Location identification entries
━━━━━━━━━━━━━━━━━━━━
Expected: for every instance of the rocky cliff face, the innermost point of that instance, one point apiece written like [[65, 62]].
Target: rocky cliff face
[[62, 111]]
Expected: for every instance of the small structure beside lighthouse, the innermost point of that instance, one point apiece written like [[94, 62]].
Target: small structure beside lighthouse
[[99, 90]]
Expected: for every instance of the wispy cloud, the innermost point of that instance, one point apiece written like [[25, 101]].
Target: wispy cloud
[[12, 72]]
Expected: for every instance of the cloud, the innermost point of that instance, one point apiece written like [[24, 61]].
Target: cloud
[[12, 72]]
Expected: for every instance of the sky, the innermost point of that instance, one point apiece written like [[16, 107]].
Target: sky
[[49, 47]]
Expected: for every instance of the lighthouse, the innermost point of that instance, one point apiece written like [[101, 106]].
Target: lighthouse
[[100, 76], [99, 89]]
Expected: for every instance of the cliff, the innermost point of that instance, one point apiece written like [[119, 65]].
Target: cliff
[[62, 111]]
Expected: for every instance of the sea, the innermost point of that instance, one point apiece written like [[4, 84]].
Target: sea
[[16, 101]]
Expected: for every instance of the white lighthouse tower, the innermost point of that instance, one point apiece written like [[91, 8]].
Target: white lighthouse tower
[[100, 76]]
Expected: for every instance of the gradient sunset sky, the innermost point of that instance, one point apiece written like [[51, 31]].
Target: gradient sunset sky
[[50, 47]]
━━━━━━━━━━━━━━━━━━━━
§ **Instruction**:
Reproduce word for word everything from the line containing "Expected: for every instance of the sky, the" down to the end of the material, including that first line.

§ **Full solution**:
Expected: for every instance of the sky, the innermost point of that instance, one point apiece written like [[16, 107]].
Target: sky
[[49, 47]]
Expected: for every instance of the lighthouse, the innermost point of that instance, one point apiece written like [[101, 106]].
Target: lighthouse
[[100, 76], [99, 89]]
Expected: for every instance of the cliff, the innermost point of that instance, one point apiece written like [[119, 65]].
Target: cliff
[[62, 111]]
Expected: for every instance of the sea, the innermost point of that instance, one point apiece written like [[4, 84]].
Target: sea
[[16, 101]]
Expected: for every instance of the white lighthouse tower, the innermost point of that instance, one point apiece written like [[91, 8]].
Target: white lighthouse tower
[[100, 76]]
Expected: for every instance of the gradient sunset sky, the innermost point of that instance, one point apiece written like [[51, 31]].
Target: gradient sunset sky
[[50, 47]]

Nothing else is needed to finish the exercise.